» **TASK BRIEF**
Reproduce the records verbatim, beginning with the first line and ending with the line that contains "(0, 232), (166, 302)", both lines included.

» **INPUT**
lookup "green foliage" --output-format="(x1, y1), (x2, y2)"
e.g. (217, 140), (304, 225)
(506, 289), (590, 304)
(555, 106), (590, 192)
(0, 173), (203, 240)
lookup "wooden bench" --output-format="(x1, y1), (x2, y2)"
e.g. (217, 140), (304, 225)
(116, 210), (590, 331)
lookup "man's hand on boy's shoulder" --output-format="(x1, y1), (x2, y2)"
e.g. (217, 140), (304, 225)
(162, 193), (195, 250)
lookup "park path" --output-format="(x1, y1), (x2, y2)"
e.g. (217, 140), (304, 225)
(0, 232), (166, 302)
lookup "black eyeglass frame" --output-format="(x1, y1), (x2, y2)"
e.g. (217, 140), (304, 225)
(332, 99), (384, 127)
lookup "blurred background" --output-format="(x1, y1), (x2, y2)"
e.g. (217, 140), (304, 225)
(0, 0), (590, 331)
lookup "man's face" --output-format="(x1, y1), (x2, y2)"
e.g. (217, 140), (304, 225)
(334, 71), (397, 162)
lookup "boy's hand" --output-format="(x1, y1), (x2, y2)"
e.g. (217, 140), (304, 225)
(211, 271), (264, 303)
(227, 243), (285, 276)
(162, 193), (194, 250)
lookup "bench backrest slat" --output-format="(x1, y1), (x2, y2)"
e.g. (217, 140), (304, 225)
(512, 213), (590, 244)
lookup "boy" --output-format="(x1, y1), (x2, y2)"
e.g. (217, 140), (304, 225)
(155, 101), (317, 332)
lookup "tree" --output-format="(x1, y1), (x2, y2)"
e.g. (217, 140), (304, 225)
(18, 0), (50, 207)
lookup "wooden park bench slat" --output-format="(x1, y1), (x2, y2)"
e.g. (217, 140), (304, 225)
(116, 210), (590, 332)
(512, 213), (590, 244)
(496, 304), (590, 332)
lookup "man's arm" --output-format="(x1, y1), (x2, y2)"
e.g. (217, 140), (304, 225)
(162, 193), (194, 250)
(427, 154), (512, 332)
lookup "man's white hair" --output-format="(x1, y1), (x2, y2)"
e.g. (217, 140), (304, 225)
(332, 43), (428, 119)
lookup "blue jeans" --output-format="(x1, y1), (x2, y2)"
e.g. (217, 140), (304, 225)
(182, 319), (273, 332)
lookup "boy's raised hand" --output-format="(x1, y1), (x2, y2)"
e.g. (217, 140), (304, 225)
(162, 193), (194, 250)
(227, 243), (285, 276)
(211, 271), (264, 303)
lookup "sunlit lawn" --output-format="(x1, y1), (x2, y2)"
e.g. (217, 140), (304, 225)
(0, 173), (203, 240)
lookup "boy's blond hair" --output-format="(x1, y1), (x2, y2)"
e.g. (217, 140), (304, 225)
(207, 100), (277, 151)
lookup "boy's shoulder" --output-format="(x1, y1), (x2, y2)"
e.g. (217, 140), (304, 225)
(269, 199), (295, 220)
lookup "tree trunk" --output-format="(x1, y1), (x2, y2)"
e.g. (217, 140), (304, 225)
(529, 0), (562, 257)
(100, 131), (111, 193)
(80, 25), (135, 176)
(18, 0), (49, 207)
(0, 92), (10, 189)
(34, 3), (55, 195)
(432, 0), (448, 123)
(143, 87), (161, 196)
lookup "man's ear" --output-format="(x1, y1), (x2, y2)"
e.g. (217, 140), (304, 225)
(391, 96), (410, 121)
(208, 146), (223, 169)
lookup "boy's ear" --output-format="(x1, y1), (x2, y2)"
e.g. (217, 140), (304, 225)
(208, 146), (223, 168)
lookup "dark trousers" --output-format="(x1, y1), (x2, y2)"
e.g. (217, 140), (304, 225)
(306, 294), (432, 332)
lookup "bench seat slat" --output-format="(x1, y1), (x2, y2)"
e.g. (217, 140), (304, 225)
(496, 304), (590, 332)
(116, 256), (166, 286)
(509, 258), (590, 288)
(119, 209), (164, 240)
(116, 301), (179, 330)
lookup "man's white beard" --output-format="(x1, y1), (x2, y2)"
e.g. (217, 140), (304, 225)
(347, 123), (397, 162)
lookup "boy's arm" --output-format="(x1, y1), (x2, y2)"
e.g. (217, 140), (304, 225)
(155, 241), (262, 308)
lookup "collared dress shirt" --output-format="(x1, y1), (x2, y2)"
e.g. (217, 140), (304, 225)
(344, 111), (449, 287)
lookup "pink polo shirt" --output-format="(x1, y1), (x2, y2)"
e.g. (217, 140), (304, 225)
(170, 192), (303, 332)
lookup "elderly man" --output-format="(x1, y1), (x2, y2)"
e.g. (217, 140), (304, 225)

» **FINAL RESULT**
lookup "green foliage" --output-format="(x1, y1), (x2, y2)"
e.g. (217, 140), (304, 225)
(506, 289), (590, 304)
(555, 106), (590, 192)
(0, 173), (203, 240)
lookup "wooden bench" --output-format="(x1, y1), (x2, y2)"
e.g. (217, 140), (304, 225)
(116, 210), (590, 331)
lookup "man's hand on boy's shoulder" --output-format="(x1, y1), (x2, y2)"
e.g. (217, 140), (304, 225)
(162, 193), (195, 250)
lookup "park path" --output-format="(x1, y1), (x2, y2)"
e.g. (217, 140), (304, 225)
(0, 232), (166, 302)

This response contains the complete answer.